Exercise details =>
Print every record exactly.

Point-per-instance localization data
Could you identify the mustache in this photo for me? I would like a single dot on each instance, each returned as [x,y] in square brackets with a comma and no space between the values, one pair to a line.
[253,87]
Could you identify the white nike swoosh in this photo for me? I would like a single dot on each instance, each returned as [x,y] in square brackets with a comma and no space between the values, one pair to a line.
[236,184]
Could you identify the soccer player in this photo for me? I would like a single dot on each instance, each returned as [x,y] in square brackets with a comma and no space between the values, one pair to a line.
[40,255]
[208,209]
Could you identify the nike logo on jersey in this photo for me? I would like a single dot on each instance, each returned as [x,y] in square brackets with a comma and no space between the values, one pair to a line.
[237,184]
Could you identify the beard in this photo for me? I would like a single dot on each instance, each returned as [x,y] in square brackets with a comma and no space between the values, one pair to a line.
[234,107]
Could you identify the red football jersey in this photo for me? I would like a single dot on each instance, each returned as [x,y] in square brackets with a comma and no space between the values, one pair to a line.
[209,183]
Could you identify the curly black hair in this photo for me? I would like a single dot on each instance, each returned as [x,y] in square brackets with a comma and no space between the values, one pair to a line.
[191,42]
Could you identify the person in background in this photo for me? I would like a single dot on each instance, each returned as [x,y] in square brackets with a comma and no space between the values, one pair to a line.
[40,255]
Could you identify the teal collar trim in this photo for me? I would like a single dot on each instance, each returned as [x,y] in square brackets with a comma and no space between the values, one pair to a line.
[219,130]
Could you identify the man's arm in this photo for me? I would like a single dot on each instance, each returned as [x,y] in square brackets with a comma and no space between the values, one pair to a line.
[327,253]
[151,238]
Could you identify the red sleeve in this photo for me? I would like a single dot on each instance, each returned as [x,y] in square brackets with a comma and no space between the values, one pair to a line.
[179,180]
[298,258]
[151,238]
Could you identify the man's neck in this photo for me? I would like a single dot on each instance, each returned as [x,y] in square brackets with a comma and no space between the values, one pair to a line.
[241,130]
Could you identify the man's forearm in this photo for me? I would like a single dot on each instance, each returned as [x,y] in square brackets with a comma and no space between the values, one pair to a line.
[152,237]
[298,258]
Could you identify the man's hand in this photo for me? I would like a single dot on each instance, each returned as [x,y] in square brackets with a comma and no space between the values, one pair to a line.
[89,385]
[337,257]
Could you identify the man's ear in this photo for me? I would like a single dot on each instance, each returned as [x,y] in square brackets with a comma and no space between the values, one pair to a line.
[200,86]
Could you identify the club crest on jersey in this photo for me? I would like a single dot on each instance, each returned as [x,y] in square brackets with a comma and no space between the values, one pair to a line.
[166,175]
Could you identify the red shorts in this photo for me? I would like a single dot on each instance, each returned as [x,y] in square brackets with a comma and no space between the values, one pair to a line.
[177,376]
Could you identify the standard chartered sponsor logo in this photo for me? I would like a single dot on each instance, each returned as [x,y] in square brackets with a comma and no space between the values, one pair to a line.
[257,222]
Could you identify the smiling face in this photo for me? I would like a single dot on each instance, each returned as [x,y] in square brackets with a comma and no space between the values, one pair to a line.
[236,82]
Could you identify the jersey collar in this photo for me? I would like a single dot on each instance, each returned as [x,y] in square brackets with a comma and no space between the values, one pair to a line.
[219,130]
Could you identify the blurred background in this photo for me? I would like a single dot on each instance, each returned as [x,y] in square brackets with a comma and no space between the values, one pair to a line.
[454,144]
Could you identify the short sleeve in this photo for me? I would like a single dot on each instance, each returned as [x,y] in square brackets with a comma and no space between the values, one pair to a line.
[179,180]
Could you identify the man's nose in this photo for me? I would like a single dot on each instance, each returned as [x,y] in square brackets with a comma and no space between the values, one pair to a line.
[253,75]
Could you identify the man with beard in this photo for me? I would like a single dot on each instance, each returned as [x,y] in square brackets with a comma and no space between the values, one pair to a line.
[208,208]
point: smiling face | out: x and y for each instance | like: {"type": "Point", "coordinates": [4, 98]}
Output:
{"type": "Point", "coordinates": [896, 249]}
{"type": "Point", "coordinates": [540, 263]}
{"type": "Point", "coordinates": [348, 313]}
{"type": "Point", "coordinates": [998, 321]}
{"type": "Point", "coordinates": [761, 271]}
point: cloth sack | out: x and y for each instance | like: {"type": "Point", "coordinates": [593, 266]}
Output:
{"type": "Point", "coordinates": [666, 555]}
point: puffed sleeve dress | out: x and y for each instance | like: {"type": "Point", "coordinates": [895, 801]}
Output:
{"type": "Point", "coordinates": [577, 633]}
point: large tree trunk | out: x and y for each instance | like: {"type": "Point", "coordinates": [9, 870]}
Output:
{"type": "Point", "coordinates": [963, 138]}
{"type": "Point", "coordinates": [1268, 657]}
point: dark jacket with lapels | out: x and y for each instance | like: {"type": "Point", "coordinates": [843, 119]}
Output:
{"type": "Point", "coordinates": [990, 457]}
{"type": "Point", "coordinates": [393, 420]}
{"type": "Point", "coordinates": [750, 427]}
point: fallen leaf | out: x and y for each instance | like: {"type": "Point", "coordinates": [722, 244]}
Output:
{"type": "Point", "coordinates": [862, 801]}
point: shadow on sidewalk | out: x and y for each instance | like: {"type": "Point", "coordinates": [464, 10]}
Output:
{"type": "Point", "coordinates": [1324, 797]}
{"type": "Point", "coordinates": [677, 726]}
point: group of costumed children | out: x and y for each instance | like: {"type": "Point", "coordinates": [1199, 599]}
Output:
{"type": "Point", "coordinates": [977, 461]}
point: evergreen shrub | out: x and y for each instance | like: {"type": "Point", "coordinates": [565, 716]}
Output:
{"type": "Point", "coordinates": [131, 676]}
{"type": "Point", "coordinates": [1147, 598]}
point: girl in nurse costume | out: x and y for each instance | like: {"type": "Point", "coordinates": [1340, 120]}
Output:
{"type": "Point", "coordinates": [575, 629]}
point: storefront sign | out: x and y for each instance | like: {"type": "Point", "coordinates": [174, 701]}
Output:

Solution for this exercise =>
Could you identify the mustache in this photo for me? I would like a single dot on each instance, each returned as [x,y] in square brackets with a comma and no space between the values, one pair to a line.
[253,87]
Could you identify the white nike swoosh in this photo for me? I would like a single dot on each instance, each returned as [x,y] in square brackets with a comma and no space between the values, one pair to a line.
[236,184]
Could you identify the soccer player in this photo for me? I would like a single dot on each instance, each returned as [x,y] in square brackets with a comma and no space between the values, one pair to a line.
[40,255]
[208,209]
Could you identify the nike logo on jersey in this photo for me? I would like a single dot on each instance, each returned as [x,y] in square brackets with a comma and no space between the values, one pair to a line.
[237,184]
Could you identify the beard in this photo for me? I would like a single dot on each instance, each returned as [x,y] in square brackets with a comma and no space between the values, one pair to a line.
[234,107]
Could you identify the red football jersey in this photo for me? I would like a single dot on each instance, each returned as [x,y] in square brackets with a comma and no space between the values, one pair to a line.
[209,183]
Could you identify the curly black hair in this photo for me? I would like a single dot on each instance, each returned as [x,y] in square brackets with a comma and no space between the values, one pair to a line.
[191,42]
Could you identify the person in background in this photo for me? I would like a single dot on each instance, each returned as [x,y] in square brackets with a comma and no space between the values, one pair to a line.
[40,255]
Could you identify the teal collar trim in this photo for me? I would like a single dot on each instance, each returned as [x,y] in square brackets with a comma and no space between the values, one pair to a line.
[219,130]
Could you identify the man's arm in this photo for me? I would like a single dot on each instance, each returned as [x,y] in square brackets with a comma and no space between the values, one pair to a line.
[327,253]
[151,238]
Could you identify the red sleeve in this photo for me? I would like a single dot on each instance, each returned as [x,y] in square brackets with a comma and no space between the values, one pair to a line.
[179,180]
[298,258]
[151,238]
Could you identify the man's neck in this photo for me? I would like a single dot on each instance, each returned as [x,y] in square brackets with a comma and no space between the values, one pair to a line.
[241,130]
Could you identify the man's forearm in this photo for me? I would like a single dot on each instance, each returned as [x,y] in square brackets with a comma and no space between the values, one pair to a line.
[152,237]
[298,258]
Could you identify the man's hand in this photo for me? I would like a single dot on each instance, each returned as [x,y] in square brackets with a comma and no space between the values, one pair to a line.
[89,385]
[337,257]
Could you identify the man's ear in this photo for me? I would like a single dot on each instance, each returned as [x,y] in square brackets with a comma and no space between the values, one pair to a line.
[200,86]
Could you identify the club crest on jersey in this photo for me? I would like a single dot on each instance, each returned as [x,y] in square brackets with a comma and no space between the values, one pair to a line.
[166,175]
Could you identify the red shorts in this photo for me? I would like a single dot on each instance, each returned as [x,y] in square brackets with a comma and no space between the values, one pair to a line.
[177,376]
Could you identify the standard chartered sponsor logo in this photo for me? I would like a single dot on each instance, each returned as [x,y] in square brackets with a comma and no space between the values, one pair to a line.
[257,222]
Could you identify the smiling face in this photo for me? I would like a single dot on each instance, each returned as [x,y] in square brackets with a comma and no space between the values, one pair to a line.
[236,82]
Could you identify the jersey collar in this photo for me? I would like a single dot on each instance, each returned as [x,y] in square brackets with a comma and no space between the values, one pair to a line.
[219,130]
Could you identify the blurred background in this photo for me? I would like a single dot on each instance, each returned as [x,y] in square brackets with a comma and no space between the values, one pair to a line.
[454,144]
Could you identify the short sleeve in this photo for me? I would like a single dot on each instance, each returned as [x,y] in square brackets with a comma and no space between the values, one pair to a line.
[179,180]
Could you identify the man's nose in this photo for me? I would like a single dot on each instance, each returned as [x,y] in square brackets with a comma and no space between the values, one pair to a line.
[253,75]
Could you identify the man with beard in this photo for me? I would like a single dot on each instance, each returned as [x,y] in square brackets with a comma and no space between the values, one pair to a line.
[208,208]
point: smiling face | out: x and y for each instance | like: {"type": "Point", "coordinates": [4, 98]}
Output:
{"type": "Point", "coordinates": [896, 249]}
{"type": "Point", "coordinates": [540, 263]}
{"type": "Point", "coordinates": [348, 313]}
{"type": "Point", "coordinates": [998, 321]}
{"type": "Point", "coordinates": [761, 271]}
point: cloth sack | out: x and y for each instance | like: {"type": "Point", "coordinates": [593, 266]}
Output:
{"type": "Point", "coordinates": [666, 555]}
point: puffed sleeve dress | out: x and y for each instance | like: {"type": "Point", "coordinates": [895, 801]}
Output:
{"type": "Point", "coordinates": [577, 633]}
point: large tree trunk | out: x and y for each instance | like: {"type": "Point", "coordinates": [9, 870]}
Output:
{"type": "Point", "coordinates": [963, 138]}
{"type": "Point", "coordinates": [1268, 657]}
point: dark jacket with lapels | out: x and y for each instance | like: {"type": "Point", "coordinates": [843, 119]}
Output:
{"type": "Point", "coordinates": [990, 457]}
{"type": "Point", "coordinates": [393, 420]}
{"type": "Point", "coordinates": [750, 427]}
point: fallen leaf | out: x and y for each instance | like: {"type": "Point", "coordinates": [722, 244]}
Output:
{"type": "Point", "coordinates": [862, 801]}
point: shadow on sidewalk | out: x and y for each instance | like: {"type": "Point", "coordinates": [464, 10]}
Output:
{"type": "Point", "coordinates": [1324, 797]}
{"type": "Point", "coordinates": [677, 726]}
point: group of costumed children | out: x and y for each instance | like: {"type": "Point", "coordinates": [1199, 599]}
Output:
{"type": "Point", "coordinates": [977, 461]}
point: evergreen shrub | out: x and y for each instance | like: {"type": "Point", "coordinates": [565, 716]}
Output:
{"type": "Point", "coordinates": [131, 676]}
{"type": "Point", "coordinates": [1147, 598]}
point: girl in nurse costume | out: x and y for each instance | like: {"type": "Point", "coordinates": [1340, 120]}
Output:
{"type": "Point", "coordinates": [575, 629]}
point: storefront sign | out: x and y for each instance | like: {"type": "Point", "coordinates": [174, 701]}
Output:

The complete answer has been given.